#### WRITTEN PROBLEM 1:
According to the Shanghai 1943 review, how many players serve as suspects?
#### WRITTEN PROBLEM 2:
Resume the Shanghai 1943 review after its final sentence, in the same voice and style.

#### EXTRACT PROVIDED:
Xcape has brought something new to the escape room scene with its new Xcape RPG experience, Shanghai 1943. As a huge fan of the Korean murder mystery reality gameshow Crime Scene (as well as its Chinese adaptation 明星大侦探), I was thrilled to have a chance to essentially become a player in an episode of that show.

The Xcape creators have indeed watched both versions of the series, and Shanghai 1943 is a faithful adaptation of the Crime Scene format. Five players are suspects, each with their own secrets, motives, and case timelines. Any remaining players take on the roles of detective and assistant detective(s). The case unfolds over several ‘rooms’ full of evidence to be found and storylines waiting to be pieced together.

All players investigate the case together — but one suspect is secretly the murderer, and has to participate in the mystery-solving without being discovered. Only the murderer is allowed to lie, but all players can withhold information unless directly questioned about it.

#### STORED ROWS:
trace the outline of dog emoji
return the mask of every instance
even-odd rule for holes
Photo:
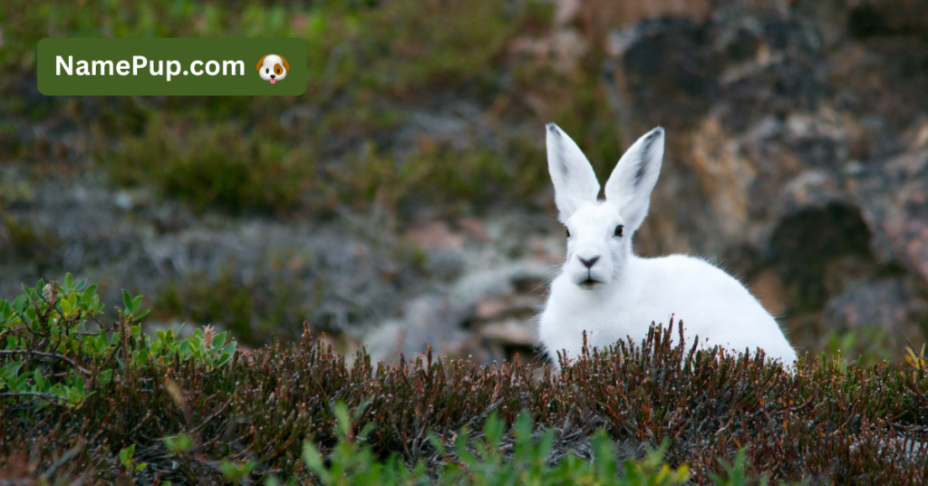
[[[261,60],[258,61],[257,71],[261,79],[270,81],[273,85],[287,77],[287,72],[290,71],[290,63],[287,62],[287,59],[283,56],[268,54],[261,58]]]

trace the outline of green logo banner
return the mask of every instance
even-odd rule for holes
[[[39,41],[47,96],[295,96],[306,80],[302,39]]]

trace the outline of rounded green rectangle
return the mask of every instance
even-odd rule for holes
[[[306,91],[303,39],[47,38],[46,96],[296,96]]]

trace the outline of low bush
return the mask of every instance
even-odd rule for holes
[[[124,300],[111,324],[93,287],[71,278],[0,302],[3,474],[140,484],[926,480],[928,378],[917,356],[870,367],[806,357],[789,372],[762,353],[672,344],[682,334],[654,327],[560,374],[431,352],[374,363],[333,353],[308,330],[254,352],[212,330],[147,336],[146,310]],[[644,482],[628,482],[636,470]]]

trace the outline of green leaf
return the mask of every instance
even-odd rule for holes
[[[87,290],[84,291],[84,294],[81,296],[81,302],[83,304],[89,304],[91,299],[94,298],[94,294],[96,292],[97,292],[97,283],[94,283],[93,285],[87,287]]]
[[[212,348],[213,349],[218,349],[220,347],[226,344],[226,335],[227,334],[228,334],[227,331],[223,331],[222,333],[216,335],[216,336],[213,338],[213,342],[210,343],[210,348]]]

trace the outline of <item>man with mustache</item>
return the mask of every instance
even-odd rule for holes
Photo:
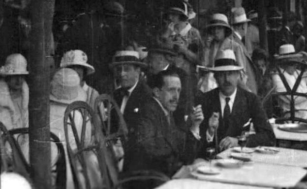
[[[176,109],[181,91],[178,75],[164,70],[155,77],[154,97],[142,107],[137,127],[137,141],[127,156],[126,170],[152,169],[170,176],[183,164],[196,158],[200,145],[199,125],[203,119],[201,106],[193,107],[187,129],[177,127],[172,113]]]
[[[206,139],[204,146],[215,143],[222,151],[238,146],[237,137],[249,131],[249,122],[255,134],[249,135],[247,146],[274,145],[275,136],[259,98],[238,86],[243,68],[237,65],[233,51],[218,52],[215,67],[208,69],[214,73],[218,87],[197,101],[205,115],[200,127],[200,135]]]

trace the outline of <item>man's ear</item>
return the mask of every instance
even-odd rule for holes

---

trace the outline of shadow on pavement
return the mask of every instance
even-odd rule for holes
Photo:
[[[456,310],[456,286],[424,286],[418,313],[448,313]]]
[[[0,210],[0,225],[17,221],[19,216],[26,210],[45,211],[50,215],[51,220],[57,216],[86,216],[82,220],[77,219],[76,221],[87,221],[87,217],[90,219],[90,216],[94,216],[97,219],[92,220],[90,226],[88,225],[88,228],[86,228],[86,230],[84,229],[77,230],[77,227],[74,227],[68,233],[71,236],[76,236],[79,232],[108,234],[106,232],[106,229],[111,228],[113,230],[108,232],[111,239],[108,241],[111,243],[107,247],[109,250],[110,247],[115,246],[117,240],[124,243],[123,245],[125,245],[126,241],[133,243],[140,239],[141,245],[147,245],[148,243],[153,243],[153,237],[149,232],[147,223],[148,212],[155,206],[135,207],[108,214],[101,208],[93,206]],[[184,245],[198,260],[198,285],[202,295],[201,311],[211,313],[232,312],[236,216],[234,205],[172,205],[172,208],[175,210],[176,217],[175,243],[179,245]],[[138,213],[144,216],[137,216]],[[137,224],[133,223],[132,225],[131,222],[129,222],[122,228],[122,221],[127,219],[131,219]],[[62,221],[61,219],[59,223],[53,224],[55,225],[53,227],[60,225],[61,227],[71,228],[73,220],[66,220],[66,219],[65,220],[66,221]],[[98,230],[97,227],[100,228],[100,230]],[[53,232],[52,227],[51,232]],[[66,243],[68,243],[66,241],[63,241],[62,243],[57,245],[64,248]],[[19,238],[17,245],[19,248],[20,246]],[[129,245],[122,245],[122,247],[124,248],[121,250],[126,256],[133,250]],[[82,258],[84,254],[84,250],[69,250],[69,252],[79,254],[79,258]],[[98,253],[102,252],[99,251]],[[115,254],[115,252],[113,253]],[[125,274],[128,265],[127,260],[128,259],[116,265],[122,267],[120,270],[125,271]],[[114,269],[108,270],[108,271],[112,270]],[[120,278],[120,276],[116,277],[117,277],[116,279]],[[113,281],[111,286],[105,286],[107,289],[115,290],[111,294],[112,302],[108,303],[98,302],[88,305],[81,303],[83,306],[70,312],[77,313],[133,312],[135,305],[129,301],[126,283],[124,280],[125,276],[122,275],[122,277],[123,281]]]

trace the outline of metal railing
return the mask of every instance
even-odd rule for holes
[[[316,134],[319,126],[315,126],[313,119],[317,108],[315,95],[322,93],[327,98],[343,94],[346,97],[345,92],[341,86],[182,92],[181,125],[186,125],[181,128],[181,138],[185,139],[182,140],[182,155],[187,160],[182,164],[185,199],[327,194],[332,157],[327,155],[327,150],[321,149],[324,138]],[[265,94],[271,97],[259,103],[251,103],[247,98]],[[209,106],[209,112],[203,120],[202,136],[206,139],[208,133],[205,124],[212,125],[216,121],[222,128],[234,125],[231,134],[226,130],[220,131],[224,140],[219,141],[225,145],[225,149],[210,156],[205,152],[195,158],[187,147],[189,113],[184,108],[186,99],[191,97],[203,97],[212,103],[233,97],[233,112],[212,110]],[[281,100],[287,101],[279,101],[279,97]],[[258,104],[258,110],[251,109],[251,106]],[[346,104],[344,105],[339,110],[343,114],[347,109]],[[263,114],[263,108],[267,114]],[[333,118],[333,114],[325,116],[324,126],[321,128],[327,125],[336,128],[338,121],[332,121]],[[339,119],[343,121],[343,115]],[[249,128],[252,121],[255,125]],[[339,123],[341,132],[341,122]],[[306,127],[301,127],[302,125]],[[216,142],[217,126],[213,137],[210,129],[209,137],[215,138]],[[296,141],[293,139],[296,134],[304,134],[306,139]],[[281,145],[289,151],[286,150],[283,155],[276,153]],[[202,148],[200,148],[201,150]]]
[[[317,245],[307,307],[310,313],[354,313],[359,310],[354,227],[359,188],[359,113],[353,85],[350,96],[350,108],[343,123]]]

#### OUTPUT 1:
Five

#### OUTPUT 2:
The flow of the game (which lasts about 2 to 2.5 hours) is also closely patterned to that of Crime Scene. Players introduce themselves and say what they were doing before the crime scene was discovered. There is an initial round of searching, followed by the first group discussion. The detective (who gets two votes, unlike all the other players) casts a first vote. Then there’s a second round of searching, a final group discussion, and the final round of voting.

That’s the game structure, and it’s intriguing in its own right. The roleplay element makes the experience more fun and engaging than if all players were simply detectives — particularly for the murderer, who has to cast suspicion on other players while avoiding suspicion themselves. The existence of a physical set full of clues sets the game apart from similar genres such as interactive theatre or murder mystery dinners. And the need to piece together storylines and infer motives makes for a richer intellectual experience than, say, simple possibility-elimination.

What about the content of the game itself? The central plotline is satisfying and not too obvious or shallow. The set rewards exploration and the evidence is well-calibrated — suggesting enough without giving everything away. Much of the fun comes from drawing links between disparate pieces of evidence and making inferential leaps to uncover all the suspects’ stories.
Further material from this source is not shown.